Fortunatamente non tutti si sono fatti sorprendere dalle mie motivazioni e ci è stato anche qualcuno che condivideva la mia “utopia ticinese”. Un’istituzione, in particolare, mi aveva colpito particolarmente: una banca privata con una direzione e degli azionisti che non hanno sminuito la piazza che li accoglie. Anzi, apprezzano anche loro tutte le potenzialità della regione dove si trovano e non hanno paura di essere innovativi. Già dalla sua fondazione, nel 1958, la Banca del Ceresio ha creato una piattaforma di gestione patrimoniale che si distingue dall’offerta delle banche private più tradizionali: non solo la gestione si basa sul principio del co-investimento insieme alla famiglia azionista, essa è anche focalizzata alla ricerca di talenti indipendenti soprattutto nel mondo dei fondi alternativi. Oltre alla sua offerta commerciale, la Banca ha saputo anche provare a rompere certi stereotipi; uno degli esempi più rappresentativi per me è una collega che nel 1979 ha iniziato la sua carriera in Banca come trader e oggi è al vertice dell’ufficio borsa. D’allora gli esempi si sono fatti sempre più comuni; ad oggi la Banca conta rappresentanze femminili in tutti i suoi dipartimenti, incluse nell’ufficio di ricerca macroeconomica e nel Consiglio di Amministrazione del Gruppo. Poter partecipare alla trasformazione della nostra regione dall’interno di un’istituzione che riconosce e incentiva tutti i suoi talenti validava ancora di più la mia decisione di rientrare in Ticino.
Ricordando i traguardi raggiunti negli ultimi 50 anni, una cosa è chiara: dobbiamo essere noi stessi i catalizzatori del cambiamento che vogliamo. Spesso le trasformazioni più durature accadono nelle attività di tutti i giorni, nei luoghi dove scegliamo di vivere e lavorare, e nelle sfide che decidiamo di affrontare. Io ho scelto di tornare in Ticino perché credo alle sue potenzialità e perché vorrei essere anch’io, tramite le mie scelte e attività, artefice del cambiamento che vogliamo per la nostra regione.

------------------------------------------------

§ Compito da svolgere 1: Secondo il testo, in quale anno è stata fondata la Banca del Ceresio?
§ Compito da svolgere 2: Elenchi tutti gli uffici e gli organi della Banca del Ceresio che il testo menziona per nome.

------------------------------------------------

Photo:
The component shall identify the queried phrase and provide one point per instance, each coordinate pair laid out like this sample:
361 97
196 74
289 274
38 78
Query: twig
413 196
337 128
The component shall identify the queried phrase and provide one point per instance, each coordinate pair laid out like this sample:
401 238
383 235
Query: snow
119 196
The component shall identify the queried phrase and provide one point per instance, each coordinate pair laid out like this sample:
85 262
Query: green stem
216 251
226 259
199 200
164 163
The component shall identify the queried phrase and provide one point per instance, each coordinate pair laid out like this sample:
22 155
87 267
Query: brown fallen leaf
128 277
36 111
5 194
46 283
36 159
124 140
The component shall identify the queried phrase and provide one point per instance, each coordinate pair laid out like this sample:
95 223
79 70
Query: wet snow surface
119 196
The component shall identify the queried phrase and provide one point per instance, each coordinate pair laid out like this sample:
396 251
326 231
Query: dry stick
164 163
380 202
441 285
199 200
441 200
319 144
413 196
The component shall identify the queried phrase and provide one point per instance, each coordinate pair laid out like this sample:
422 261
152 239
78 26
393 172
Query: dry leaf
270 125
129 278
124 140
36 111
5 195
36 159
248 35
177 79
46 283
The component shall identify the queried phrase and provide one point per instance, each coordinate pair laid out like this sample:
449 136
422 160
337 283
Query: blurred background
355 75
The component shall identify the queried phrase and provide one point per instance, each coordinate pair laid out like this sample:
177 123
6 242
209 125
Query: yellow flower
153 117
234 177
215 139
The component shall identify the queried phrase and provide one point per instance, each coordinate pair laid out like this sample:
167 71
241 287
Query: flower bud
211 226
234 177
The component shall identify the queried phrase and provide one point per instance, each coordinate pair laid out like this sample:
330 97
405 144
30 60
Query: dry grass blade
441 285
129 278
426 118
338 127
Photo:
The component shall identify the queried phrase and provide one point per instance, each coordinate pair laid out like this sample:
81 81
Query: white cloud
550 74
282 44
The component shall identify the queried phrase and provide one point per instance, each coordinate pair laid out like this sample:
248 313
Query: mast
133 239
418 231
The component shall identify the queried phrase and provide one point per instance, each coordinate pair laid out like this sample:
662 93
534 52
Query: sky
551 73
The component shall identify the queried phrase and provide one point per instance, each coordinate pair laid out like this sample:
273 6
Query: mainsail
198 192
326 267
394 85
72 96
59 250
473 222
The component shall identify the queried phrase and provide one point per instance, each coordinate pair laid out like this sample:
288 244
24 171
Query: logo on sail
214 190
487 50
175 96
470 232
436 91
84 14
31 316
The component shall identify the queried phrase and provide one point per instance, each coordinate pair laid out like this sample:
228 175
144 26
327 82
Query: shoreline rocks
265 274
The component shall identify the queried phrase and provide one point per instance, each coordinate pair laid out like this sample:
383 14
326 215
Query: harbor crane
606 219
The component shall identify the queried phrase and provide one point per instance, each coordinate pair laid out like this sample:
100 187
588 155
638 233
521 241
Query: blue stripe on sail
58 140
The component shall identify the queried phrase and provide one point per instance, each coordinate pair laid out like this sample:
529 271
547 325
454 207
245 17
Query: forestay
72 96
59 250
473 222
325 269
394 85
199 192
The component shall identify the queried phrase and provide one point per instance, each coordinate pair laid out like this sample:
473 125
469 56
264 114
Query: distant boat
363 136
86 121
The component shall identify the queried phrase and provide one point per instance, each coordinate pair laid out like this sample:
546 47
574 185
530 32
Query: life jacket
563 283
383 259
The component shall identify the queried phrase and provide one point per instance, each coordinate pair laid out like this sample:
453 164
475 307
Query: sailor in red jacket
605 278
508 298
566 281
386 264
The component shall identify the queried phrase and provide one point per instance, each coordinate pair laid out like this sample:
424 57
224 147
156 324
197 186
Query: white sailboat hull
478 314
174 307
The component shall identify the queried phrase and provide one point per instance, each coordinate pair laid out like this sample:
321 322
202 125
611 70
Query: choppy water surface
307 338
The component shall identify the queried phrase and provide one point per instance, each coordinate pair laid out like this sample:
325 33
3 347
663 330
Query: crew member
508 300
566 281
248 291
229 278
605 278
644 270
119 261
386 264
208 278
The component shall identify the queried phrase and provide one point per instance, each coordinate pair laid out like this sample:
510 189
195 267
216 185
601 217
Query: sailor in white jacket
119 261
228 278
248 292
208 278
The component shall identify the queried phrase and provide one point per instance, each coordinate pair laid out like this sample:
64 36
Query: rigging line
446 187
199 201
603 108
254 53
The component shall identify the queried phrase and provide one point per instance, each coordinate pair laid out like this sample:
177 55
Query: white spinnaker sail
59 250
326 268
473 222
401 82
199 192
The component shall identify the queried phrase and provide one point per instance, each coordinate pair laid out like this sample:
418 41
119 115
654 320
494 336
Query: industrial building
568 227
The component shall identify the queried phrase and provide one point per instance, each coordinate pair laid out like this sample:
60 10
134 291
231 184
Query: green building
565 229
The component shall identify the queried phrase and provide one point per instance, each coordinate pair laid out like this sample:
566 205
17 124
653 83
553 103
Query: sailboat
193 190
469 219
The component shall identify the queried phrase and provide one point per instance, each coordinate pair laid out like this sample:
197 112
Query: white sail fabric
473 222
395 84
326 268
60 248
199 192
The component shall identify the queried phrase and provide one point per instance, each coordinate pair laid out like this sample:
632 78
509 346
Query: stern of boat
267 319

------------------------------------------------

§ Risposta all'esercizio 1: Nel 1958.

§ Risposta all'esercizio 2: Ufficio borsa; ufficio di ricerca macroeconomica; Consiglio di Amministrazione del Gruppo.